Supplied passage:
Clone this repository to $SHAS_ROOT:

git clone https://github.com/mt-upc/SHAS.git ${SHAS_ROOT}    

Create a conda environment using the environment.yml file and activate it:

conda env create -f ${SHAS_ROOT}/environment.yml && \
conda activate shas

Segmentation with SHAS

Download one of the available pre-trained segmentation frame classifiers required for the SHAS method:

English Spanish French Italian Portuguese Multilingual

Make sure that the audio files you want to segment are in .wav format, mono, and sampled at 16kHz. You can convert them with:

path_to_wavs=...                       # path to the audio files that will be segmented
ls ${path_to_wavs}/*.* | parallel -j 4 ffmpeg -i {} -ac 1 -ar 16000 -hide_banner -loglevel error {.}.wav

Segment a collection of audio files with the SHAS method. This includes inference with the classifier and application of a probabilistic Divide-and-Conquer (pDAC) algorithm:

python ${SHAS_ROOT}/src/supervised_hybrid/segment.py \
  -wavs $path_to_wavs \                       # path to the audio files that will be segmented
  -ckpt $path_to_checkpoint \                 # path to the checkpoint of a trained segmentation frame classifier
  -yaml $path_to_custom_segmentation_yaml \   # where to save the custom segmentation yaml file
  -max $max_segment_length                    # the core parameter of pDAC (in seconds, empirically values between 14-18 work well)

What to do:
• a. Duplicate the part of the SHAS setup instructions starting at "Segment a collection" and ending at "14-18 work well)".
• b. List every command-line flag passed to segment.py in the SHAS setup instructions.
The records that come next are from a different source than the SHAS setup instructions.

Data for review:
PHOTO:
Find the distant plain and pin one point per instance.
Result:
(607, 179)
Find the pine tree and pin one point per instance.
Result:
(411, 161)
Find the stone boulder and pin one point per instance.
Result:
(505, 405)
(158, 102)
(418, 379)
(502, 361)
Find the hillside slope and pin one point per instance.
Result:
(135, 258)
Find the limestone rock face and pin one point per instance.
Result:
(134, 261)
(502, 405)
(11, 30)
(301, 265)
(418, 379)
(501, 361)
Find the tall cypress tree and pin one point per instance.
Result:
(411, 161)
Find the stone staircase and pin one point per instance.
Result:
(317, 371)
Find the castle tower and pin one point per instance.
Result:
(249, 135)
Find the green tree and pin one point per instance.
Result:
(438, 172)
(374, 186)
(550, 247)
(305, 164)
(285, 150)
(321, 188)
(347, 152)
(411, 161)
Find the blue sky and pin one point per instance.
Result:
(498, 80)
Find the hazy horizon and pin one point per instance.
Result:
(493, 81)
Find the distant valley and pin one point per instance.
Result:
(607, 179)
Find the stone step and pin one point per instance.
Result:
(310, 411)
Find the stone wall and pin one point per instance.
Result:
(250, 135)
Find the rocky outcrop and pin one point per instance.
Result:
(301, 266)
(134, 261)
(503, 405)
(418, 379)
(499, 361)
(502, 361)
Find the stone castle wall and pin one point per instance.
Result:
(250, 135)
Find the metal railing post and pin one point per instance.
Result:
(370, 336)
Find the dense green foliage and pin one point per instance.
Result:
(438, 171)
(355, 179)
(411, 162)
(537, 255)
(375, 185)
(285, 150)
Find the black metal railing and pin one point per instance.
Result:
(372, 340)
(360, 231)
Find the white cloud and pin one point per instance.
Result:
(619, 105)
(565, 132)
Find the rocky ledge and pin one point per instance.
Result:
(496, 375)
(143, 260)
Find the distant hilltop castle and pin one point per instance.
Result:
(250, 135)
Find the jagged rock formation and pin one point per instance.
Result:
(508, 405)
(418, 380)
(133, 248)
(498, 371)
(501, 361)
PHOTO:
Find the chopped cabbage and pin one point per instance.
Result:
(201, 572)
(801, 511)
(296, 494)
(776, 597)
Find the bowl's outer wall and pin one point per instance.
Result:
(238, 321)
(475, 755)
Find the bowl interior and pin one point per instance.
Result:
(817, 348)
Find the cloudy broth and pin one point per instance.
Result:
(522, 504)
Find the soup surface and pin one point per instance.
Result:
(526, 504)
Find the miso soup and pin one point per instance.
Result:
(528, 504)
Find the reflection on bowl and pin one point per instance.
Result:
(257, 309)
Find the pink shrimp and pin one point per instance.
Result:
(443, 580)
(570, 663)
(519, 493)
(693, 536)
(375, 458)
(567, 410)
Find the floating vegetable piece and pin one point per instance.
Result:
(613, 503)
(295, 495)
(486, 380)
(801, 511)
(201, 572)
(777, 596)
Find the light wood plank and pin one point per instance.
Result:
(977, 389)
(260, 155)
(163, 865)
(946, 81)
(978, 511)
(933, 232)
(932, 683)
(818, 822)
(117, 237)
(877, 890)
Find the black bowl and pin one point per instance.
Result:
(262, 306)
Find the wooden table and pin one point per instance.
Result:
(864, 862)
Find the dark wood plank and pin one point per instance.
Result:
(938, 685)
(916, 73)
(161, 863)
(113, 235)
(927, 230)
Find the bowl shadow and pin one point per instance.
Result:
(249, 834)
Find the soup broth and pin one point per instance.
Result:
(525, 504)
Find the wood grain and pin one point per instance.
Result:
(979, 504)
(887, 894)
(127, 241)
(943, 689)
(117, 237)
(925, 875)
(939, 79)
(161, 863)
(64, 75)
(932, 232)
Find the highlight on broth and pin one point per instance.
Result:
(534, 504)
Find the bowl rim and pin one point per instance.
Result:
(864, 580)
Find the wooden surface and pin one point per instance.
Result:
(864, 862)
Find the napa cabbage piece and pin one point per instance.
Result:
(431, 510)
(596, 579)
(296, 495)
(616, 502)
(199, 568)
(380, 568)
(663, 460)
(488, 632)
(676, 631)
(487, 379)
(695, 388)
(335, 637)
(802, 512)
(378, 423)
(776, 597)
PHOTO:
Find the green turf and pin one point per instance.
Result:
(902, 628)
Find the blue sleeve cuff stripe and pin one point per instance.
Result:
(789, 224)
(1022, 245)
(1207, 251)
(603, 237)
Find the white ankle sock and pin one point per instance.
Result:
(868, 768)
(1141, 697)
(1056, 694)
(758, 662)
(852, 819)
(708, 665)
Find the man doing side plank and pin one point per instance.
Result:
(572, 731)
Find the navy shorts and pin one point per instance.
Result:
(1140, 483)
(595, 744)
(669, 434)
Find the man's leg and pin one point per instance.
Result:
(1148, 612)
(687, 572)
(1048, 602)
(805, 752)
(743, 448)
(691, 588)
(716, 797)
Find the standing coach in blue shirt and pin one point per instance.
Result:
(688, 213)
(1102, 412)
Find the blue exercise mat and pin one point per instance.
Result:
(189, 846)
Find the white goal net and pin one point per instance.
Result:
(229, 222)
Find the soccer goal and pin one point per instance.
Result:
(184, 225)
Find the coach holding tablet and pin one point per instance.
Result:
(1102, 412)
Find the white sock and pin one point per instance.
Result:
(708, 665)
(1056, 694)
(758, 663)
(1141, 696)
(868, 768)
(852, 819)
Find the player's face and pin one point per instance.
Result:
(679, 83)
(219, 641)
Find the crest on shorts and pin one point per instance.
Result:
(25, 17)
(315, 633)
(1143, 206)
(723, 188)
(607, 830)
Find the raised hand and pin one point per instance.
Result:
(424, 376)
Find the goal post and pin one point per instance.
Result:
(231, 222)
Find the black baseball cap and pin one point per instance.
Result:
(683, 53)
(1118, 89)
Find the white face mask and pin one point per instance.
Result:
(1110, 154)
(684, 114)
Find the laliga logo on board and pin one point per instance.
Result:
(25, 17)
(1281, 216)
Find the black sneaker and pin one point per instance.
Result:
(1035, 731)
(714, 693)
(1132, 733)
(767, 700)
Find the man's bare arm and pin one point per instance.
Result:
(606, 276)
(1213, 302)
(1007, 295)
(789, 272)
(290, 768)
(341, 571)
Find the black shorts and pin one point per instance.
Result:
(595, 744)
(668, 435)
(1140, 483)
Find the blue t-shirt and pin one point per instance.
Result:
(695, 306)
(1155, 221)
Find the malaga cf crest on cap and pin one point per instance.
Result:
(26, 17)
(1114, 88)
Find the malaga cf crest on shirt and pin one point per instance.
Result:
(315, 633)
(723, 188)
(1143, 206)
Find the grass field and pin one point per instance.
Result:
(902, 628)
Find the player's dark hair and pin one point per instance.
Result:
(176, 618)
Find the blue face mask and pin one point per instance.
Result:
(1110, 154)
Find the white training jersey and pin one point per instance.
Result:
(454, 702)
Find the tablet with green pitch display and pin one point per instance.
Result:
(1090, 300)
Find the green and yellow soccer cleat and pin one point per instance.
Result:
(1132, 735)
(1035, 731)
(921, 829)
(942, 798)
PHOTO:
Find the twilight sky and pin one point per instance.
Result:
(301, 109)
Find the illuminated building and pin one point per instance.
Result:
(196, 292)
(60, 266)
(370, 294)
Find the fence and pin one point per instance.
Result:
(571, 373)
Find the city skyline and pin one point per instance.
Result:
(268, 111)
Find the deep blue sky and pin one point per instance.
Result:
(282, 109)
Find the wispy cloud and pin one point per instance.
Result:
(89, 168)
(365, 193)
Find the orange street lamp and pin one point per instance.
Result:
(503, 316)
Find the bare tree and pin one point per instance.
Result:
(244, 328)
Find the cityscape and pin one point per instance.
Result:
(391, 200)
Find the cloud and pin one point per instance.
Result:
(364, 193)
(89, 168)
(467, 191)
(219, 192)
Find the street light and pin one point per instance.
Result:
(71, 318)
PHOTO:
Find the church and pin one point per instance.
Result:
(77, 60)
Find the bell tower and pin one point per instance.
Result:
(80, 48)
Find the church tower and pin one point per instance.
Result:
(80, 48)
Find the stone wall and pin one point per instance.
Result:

Solutions to the tasks:
• a.
Segment a collection of audio files with the SHAS method. This includes inference with the classifier and application of a probabilistic Divide-and-Conquer (pDAC) algorithm:

python ${SHAS_ROOT}/src/supervised_hybrid/segment.py \
  -wavs $path_to_wavs \                       # path to the audio files that will be segmented
  -ckpt $path_to_checkpoint \                 # path to the checkpoint of a trained segmentation frame classifier
  -yaml $path_to_custom_segmentation_yaml \   # where to save the custom segmentation yaml file
  -max $max_segment_length                    # the core parameter of pDAC (in seconds, empirically values between 14-18 work well)

• b.
-wavs
-ckpt
-yaml
-max